» **ASSIGNMENT**
Set each record down exactly, excluding all images.

» **RECORDED INFORMATION**
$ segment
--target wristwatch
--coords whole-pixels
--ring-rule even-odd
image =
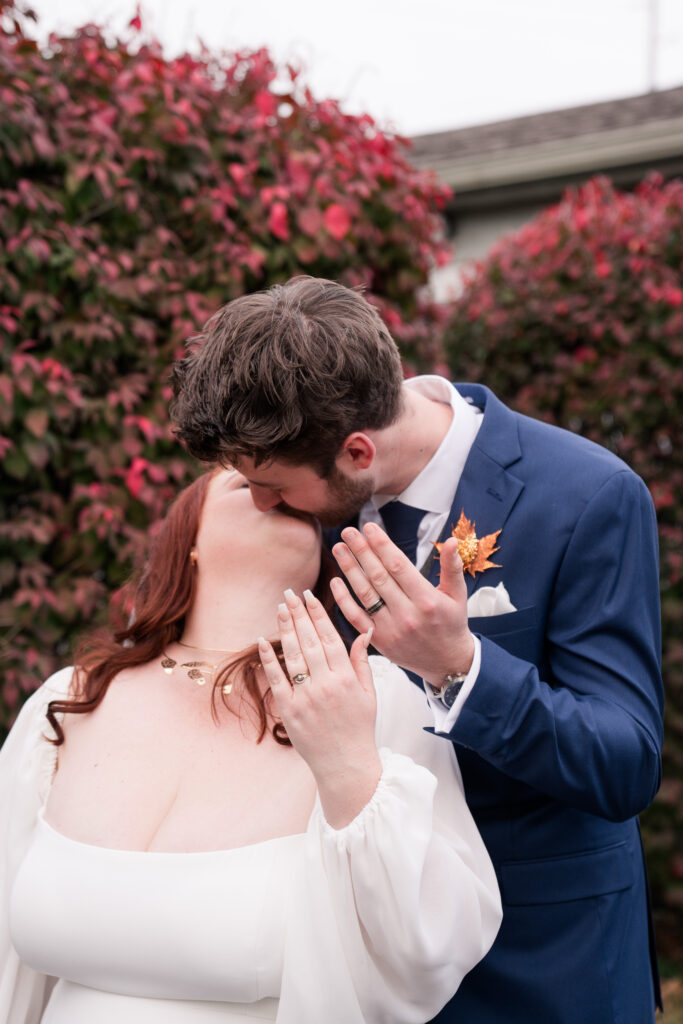
[[[452,708],[455,704],[455,698],[462,690],[462,684],[466,679],[467,672],[449,672],[441,680],[441,686],[432,686],[431,683],[427,685],[435,697],[438,697],[447,708]]]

» **PROBLEM SOLUTION**
$ segment
--target wristwatch
--coords whole-pixels
--ring-rule even-odd
image =
[[[452,708],[455,704],[455,698],[462,690],[462,684],[466,679],[467,672],[449,672],[441,680],[441,686],[432,686],[431,683],[427,685],[435,697],[438,697],[447,708]]]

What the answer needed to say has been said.